Reproduce all records word for word.
(RECORDS PROVIDED Opens)
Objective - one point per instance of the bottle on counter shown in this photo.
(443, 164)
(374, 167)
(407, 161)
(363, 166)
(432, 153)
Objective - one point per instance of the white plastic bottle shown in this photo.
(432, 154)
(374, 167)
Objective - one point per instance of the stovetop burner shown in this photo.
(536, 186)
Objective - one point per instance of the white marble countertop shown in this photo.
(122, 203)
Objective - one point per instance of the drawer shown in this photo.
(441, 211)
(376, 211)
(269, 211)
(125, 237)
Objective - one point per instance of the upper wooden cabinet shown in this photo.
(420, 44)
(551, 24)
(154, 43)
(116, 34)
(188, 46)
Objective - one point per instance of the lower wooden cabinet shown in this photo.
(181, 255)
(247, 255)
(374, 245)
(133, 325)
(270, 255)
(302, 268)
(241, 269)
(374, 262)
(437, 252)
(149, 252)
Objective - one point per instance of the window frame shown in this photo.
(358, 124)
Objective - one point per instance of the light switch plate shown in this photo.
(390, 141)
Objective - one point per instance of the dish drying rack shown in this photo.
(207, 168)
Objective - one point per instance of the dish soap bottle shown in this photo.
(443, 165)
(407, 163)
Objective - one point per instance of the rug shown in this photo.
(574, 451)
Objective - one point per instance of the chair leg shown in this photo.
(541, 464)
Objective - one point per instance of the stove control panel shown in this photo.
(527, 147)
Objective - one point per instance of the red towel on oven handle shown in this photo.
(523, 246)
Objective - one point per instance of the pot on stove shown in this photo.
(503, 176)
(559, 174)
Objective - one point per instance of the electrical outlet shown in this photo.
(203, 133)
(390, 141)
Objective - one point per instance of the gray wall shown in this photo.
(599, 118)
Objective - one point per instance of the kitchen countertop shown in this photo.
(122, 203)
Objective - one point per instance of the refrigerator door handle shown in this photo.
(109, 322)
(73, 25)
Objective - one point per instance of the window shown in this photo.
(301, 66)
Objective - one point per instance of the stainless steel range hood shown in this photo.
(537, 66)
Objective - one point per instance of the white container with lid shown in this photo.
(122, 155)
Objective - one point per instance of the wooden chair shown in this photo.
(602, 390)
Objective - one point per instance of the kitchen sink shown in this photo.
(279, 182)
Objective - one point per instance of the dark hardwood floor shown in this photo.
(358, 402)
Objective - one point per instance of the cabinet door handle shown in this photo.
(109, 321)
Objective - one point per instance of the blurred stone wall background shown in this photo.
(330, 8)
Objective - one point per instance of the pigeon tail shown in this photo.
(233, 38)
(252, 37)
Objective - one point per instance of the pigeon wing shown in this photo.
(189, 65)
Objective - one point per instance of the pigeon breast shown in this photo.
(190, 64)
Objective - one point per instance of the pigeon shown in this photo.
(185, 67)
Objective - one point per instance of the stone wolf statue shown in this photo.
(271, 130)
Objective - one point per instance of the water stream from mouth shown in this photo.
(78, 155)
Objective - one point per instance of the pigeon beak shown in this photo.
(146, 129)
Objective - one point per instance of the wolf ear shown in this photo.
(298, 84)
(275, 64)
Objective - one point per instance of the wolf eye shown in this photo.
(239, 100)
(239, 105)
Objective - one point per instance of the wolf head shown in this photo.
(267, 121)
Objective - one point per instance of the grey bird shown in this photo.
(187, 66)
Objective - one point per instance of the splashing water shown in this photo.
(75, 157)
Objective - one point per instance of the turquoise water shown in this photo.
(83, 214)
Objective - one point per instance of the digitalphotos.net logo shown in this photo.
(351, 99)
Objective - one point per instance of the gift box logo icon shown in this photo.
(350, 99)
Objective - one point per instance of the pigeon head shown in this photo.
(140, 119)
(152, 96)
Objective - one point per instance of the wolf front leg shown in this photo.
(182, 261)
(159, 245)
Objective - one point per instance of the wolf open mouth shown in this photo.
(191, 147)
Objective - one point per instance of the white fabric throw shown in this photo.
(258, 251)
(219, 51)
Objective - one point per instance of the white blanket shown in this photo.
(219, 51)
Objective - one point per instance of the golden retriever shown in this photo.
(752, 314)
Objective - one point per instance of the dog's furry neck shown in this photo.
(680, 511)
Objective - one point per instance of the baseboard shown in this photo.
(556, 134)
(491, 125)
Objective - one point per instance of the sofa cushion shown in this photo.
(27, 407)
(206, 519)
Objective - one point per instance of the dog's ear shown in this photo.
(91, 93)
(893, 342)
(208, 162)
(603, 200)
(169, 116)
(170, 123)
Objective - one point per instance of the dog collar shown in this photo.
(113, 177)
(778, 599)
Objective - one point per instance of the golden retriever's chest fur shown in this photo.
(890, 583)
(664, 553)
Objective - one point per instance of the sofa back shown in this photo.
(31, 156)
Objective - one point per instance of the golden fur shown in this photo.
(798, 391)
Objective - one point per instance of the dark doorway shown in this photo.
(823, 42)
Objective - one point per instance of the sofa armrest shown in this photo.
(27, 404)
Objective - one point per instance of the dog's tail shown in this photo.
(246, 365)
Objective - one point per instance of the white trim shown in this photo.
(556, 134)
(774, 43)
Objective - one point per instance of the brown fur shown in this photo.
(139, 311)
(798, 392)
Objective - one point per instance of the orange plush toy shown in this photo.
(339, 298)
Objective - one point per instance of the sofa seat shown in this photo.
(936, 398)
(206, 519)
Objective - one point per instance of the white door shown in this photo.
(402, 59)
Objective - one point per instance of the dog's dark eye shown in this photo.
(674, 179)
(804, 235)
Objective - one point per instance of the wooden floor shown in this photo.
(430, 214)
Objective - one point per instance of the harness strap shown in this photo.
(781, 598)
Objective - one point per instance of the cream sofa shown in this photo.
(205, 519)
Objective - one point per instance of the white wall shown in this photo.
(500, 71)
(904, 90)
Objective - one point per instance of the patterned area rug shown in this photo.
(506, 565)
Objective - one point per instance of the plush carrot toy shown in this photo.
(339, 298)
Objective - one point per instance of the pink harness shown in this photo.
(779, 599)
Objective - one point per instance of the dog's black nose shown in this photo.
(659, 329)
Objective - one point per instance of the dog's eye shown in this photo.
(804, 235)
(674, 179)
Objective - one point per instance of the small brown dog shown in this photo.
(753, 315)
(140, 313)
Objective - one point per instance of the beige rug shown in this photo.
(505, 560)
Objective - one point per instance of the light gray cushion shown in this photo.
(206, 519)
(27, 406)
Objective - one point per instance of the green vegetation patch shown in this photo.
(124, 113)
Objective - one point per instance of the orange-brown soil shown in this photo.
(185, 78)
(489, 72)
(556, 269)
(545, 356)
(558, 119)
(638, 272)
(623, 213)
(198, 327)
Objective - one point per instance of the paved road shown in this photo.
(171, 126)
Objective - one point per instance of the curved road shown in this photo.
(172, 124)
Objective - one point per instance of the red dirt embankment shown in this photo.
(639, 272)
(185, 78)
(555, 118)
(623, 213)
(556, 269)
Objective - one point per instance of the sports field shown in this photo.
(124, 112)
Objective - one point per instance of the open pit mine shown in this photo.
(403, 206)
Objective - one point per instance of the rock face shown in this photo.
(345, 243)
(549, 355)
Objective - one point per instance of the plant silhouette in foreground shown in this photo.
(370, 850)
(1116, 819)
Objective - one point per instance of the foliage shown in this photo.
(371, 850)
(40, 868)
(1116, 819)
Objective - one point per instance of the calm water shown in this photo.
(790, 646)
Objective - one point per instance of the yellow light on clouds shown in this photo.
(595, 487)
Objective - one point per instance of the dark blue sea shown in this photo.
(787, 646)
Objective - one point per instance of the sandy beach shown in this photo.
(RECORDS PROVIDED Closes)
→ WRITTEN REPLY
Objective - one point per instance of the bottle on counter shown in this photo.
(443, 164)
(374, 167)
(407, 161)
(363, 166)
(432, 153)
Objective - one point per instance of the white plastic bottle shown in this photo.
(432, 154)
(374, 167)
Objective - one point per instance of the stovetop burner shown in this photo.
(536, 186)
Objective - one point per instance of the white marble countertop shown in this photo.
(122, 203)
Objective - one point per instance of the drawer shown in this photo.
(441, 211)
(376, 211)
(269, 211)
(125, 237)
Objective - one point per instance of the upper wooden cabinet shown in this photo.
(420, 44)
(551, 24)
(154, 43)
(116, 34)
(188, 46)
Objective - one point per instance of the lower wooden cabinet shown in this photo.
(181, 255)
(247, 255)
(374, 245)
(133, 325)
(270, 255)
(302, 268)
(241, 269)
(374, 262)
(437, 252)
(149, 252)
Objective - one point per instance of the window frame shown in this photo.
(358, 124)
Objective - one point per instance of the light switch plate shown in this photo.
(390, 141)
Objective - one point per instance of the dish drying rack shown in this photo.
(207, 168)
Objective - one point per instance of the dish soap bottle shown in this photo.
(443, 165)
(407, 163)
Objective - one point per instance of the rug shown in this photo.
(574, 451)
Objective - one point per instance of the chair leg shown in this photo.
(541, 464)
Objective - one point per instance of the stove control panel shown in this photo.
(527, 147)
Objective - one point per instance of the red towel on oven handle shown in this photo.
(523, 246)
Objective - one point per instance of the pot on stove shown in this photo.
(503, 176)
(559, 174)
Objective - one point per instance of the electrical outlet shown in this photo.
(203, 133)
(390, 141)
Objective - one point per instance of the gray wall shown in this photo.
(599, 118)
Objective - one point per instance of the kitchen countertop shown in this photo.
(122, 203)
Objective - one point per instance of the refrigerator door handle shown in this photo.
(109, 322)
(73, 25)
Objective - one point per instance of the window shown in this photo.
(301, 66)
Objective - one point per instance of the stainless steel range hood shown in this photo.
(537, 66)
Objective - one point per instance of the white container with lid shown in this photo.
(122, 155)
Objective - one point per instance of the wooden chair shown in this photo.
(602, 390)
Objective - one point per instance of the kitchen sink shown in this photo.
(279, 182)
Objective - one point per instance of the dark hardwood floor shown in this photo.
(358, 402)
Objective - one point per instance of the cabinet door handle shown in this photo.
(109, 321)
Objective - one point per instance of the blurred stone wall background shown in this photo.
(330, 8)
Objective - one point per instance of the pigeon tail shown in this photo.
(233, 38)
(252, 37)
Objective - one point per instance of the pigeon wing shown in this photo.
(189, 65)
Objective - one point per instance of the pigeon breast shown in this photo.
(190, 64)
Objective - one point per instance of the pigeon shown in this photo.
(185, 67)
Objective - one point per instance of the stone wolf statue shown in this photo.
(271, 130)
Objective - one point per instance of the water stream from mouth shown in this photo.
(78, 155)
Objective - one point per instance of the pigeon beak shown in this photo.
(146, 129)
Objective - one point per instance of the wolf ear shown in this photo.
(298, 84)
(275, 64)
Objective - one point per instance of the wolf eye shown in this photo.
(239, 100)
(239, 105)
Objective - one point per instance of the wolf head shown in this photo.
(267, 121)
Objective - one point per instance of the grey bird shown in this photo.
(187, 66)
Objective - one point per instance of the splashing water shown in this photo.
(75, 157)
Objective - one point per instance of the turquoise water shown in this photo.
(83, 214)
Objective - one point per instance of the digitalphotos.net logo shown in this photo.
(351, 99)
Objective - one point per instance of the gift box logo icon shown in this photo.
(350, 99)
Objective - one point per instance of the pigeon head shown in this photo.
(140, 119)
(152, 96)
Objective - one point per instance of the wolf front leg shown in this photo.
(182, 261)
(159, 245)
Objective - one point per instance of the wolf open mouth shown in this photo.
(191, 147)
Objective - one point per instance of the white fabric throw shown in this photo.
(258, 251)
(219, 51)
Objective - one point per instance of the white blanket shown in this photo.
(219, 51)
Objective - one point per instance of the golden retriever shown in this photo.
(752, 314)
Objective - one point per instance of the dog's furry neck shown in this photo.
(680, 511)
Objective - one point per instance of the baseboard shown in this photo.
(556, 134)
(491, 125)
Objective - one point per instance of the sofa cushion shown in this photo.
(27, 407)
(206, 519)
Objective - one point per instance of the dog's ear shown in this photo.
(91, 93)
(893, 342)
(208, 162)
(603, 200)
(169, 116)
(170, 123)
Objective - one point per instance of the dog collar shown in this photo.
(113, 177)
(778, 599)
Objective - one point per instance of the golden retriever's chest fur shown in this photo.
(890, 583)
(664, 553)
Objective - one point per instance of the sofa back shown in this photo.
(31, 156)
Objective - one point per instance of the golden fur shown in this photo.
(798, 391)
Objective - one point per instance of the dark doorway shown in this photo.
(823, 42)
Objective - one point per instance of the sofa armrest shown in this photo.
(27, 404)
Objective - one point per instance of the dog's tail shown in this photo.
(246, 365)
Objective - one point per instance of the white trim shown in this photo.
(556, 134)
(774, 43)
Objective - one point per instance of the brown fur shown in this photo.
(139, 311)
(798, 392)
Objective - one point per instance of the orange plush toy shown in this photo.
(339, 298)
Objective - one point per instance of the sofa seat shown in this photo.
(936, 398)
(206, 519)
Objective - one point per instance of the white door shown in this photo.
(402, 59)
Objective - one point per instance of the dog's dark eye shown in this photo.
(674, 179)
(804, 235)
Objective - one point per instance of the wooden floor shown in this photo.
(430, 214)
Objective - one point per instance of the harness strap shown in this photo.
(781, 598)
Objective - one point per instance of the cream sofa shown in this photo.
(205, 519)
Objective - one point per instance of the white wall shown in this photo.
(500, 71)
(904, 90)
Objective - one point per instance of the patterned area rug shown in this photo.
(506, 565)
Objective - one point per instance of the plush carrot toy shown in this photo.
(339, 298)
Objective - one point per instance of the pink harness shown in this photo.
(779, 599)
Objective - one point per instance of the dog's black nose shown in this photo.
(659, 329)
Objective - one point per instance of the dog's eye shown in this photo.
(804, 235)
(674, 179)
Objective - one point per instance of the small brown dog shown in this photo.
(753, 315)
(140, 313)
Objective - one point per instance of the beige rug shown in this photo.
(505, 560)
Objective - one point per instance of the light gray cushion shown in this photo.
(206, 519)
(27, 406)
Objective - one point per instance of the green vegetation patch shown in this photo.
(124, 113)
Objective - one point per instance of the orange-brown soil shown in this photo.
(185, 78)
(489, 72)
(556, 269)
(545, 356)
(558, 119)
(638, 272)
(623, 213)
(198, 327)
Objective - one point per instance of the paved road shown in this photo.
(171, 126)
Objective - one point per instance of the curved road shown in this photo.
(172, 124)
Objective - one point per instance of the red dirt embankment shown in this photo.
(639, 272)
(185, 78)
(555, 118)
(623, 213)
(556, 269)
Objective - one point per instance of the sports field shown in this photo.
(124, 112)
Objective - one point per instance of the open pit mine shown in this photo.
(403, 206)
Objective - one point per instance of the rock face shown in this photo.
(345, 243)
(549, 355)
Objective - one point per instance of the plant silhouette in foreground shown in this photo.
(370, 850)
(1116, 819)
Objective - one point per instance of the foliage shown in this photo.
(371, 850)
(40, 868)
(1116, 819)
Objective - one point per instance of the calm water shown in this photo.
(790, 646)
Objective - one point per instance of the yellow light on clouds shown in this photo.
(595, 487)
Objective - one point per instance of the dark blue sea shown in this photo.
(787, 646)
Objective - one point per instance of the sandy beach shown in this photo.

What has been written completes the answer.